→ What this exercise asks:
1. In the passage on Gerber's economic outlook, how much does he expect air freight volumes to grow in 2019?
2. List every measure for his own company that Gerber names in the passage on his economic outlook.

→ Document passage:
But there is another side to the coin, the realistic one, based on financial data and market surveys. They all evidence an overall positive investment climate and enduring consumer confidence. Product demand increases steadily, upping e-commerce and retail trade, enlarging global supply chains. Production cycles and time-to-market processes increasingly speed up and absolute poverty decreases despite persistent population growth, as charts presented by him clearly indicated. According to statistics, day after day, 400,000 people escape the poverty trap, said Mr Gerber, earning more than 2 USD per day, thus surpassing the statistical poverty boundary. It’s the first step to actively participate in the business cycle.
Proving the prophets of doom wrong
All in all, Gerber foresees global economic growth to remain robust, with air freight volumes increasing 3.1 percent in 2019 and most likely also thereafter.
Especially in times of uncertainty enterprises should have guts and invest courageously, driving modernization ahead, thus proving the prophets of doom wrong, he urged.
Regarding his own company this means that their Cargo Center at Frankfurt Airport will be reconstructed step by step, running into the mid-triple-digit millions, with blueprints being concluded this year. The partial rollover of the fleet is another top subject to be accomplished in 2019 and thereafter, as is the upping of frequencies on a number of routes coupled with new destinations to be serviced.

→ Referring expression data:
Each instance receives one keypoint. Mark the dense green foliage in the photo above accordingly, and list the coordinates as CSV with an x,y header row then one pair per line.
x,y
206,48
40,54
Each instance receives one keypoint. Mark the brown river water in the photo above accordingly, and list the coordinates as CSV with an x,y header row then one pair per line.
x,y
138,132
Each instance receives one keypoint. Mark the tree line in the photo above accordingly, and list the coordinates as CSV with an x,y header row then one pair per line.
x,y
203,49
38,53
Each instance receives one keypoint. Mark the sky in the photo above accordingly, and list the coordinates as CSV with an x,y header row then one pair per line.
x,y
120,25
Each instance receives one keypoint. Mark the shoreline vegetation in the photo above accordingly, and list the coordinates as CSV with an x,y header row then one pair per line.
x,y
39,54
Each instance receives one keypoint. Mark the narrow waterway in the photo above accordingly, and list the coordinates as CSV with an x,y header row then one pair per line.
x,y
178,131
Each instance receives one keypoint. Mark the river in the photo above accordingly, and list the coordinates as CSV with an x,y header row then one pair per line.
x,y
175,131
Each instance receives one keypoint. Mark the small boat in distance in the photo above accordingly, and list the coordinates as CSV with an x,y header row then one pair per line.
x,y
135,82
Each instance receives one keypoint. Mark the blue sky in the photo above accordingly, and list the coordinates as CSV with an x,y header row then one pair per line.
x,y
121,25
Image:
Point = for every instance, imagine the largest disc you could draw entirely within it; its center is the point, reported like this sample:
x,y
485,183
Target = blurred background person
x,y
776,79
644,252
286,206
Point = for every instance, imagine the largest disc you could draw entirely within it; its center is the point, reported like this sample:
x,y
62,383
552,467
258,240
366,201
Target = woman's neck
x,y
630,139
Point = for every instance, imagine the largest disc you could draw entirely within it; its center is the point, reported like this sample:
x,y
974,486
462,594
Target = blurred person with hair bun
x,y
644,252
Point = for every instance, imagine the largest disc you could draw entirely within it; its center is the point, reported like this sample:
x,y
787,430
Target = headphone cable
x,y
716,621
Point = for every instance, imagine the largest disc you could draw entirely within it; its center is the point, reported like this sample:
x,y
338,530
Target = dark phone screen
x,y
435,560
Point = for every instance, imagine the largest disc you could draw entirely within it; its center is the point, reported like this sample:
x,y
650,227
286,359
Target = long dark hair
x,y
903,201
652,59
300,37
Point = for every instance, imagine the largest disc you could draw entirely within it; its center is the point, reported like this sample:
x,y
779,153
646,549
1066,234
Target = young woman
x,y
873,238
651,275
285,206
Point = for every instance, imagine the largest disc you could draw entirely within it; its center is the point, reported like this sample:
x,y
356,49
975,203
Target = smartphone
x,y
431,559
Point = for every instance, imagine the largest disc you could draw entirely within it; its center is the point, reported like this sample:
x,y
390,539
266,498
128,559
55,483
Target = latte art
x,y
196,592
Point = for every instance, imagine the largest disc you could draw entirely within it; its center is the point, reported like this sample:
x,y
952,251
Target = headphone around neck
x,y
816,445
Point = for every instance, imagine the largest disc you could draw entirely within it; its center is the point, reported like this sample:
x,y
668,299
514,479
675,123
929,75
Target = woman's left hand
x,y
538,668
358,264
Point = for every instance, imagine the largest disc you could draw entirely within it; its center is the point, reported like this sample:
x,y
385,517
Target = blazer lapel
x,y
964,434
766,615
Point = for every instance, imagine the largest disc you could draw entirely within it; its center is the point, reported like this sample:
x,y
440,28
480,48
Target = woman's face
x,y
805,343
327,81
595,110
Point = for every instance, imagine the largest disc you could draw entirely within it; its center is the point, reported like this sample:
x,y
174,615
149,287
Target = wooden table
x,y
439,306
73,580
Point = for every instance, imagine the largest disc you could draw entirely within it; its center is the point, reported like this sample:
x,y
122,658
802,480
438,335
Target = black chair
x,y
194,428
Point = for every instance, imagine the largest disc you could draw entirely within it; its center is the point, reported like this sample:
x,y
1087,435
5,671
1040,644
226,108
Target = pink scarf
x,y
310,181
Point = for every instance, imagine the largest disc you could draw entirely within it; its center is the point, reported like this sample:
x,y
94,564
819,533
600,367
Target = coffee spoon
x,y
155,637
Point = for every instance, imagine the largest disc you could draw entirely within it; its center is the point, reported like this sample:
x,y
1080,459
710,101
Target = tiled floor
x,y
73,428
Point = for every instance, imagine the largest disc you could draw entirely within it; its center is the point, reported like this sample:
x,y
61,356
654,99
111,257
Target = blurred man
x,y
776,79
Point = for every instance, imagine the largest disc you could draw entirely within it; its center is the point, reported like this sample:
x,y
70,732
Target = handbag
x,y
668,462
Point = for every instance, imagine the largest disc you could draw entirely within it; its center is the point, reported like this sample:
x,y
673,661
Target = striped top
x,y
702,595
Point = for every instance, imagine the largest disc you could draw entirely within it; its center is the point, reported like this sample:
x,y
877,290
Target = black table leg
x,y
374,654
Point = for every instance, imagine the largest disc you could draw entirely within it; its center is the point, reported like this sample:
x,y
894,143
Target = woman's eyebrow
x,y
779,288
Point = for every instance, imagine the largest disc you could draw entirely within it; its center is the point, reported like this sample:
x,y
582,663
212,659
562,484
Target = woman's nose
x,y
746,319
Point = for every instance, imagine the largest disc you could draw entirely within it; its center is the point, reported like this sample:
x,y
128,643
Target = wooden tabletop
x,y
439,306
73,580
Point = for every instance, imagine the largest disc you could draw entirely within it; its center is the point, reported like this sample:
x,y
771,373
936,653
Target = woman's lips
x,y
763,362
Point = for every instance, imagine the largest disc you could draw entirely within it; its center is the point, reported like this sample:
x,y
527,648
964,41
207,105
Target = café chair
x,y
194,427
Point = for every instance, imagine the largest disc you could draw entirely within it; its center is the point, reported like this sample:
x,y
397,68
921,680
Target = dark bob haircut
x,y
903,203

→ Task solutions:
1. 3.1 percent

2.
- Step-by-step reconstruction of the Cargo Center at Frankfurt Airport
- Partial rollover of the fleet
- More frequencies on a number of routes
- New destinations to be serviced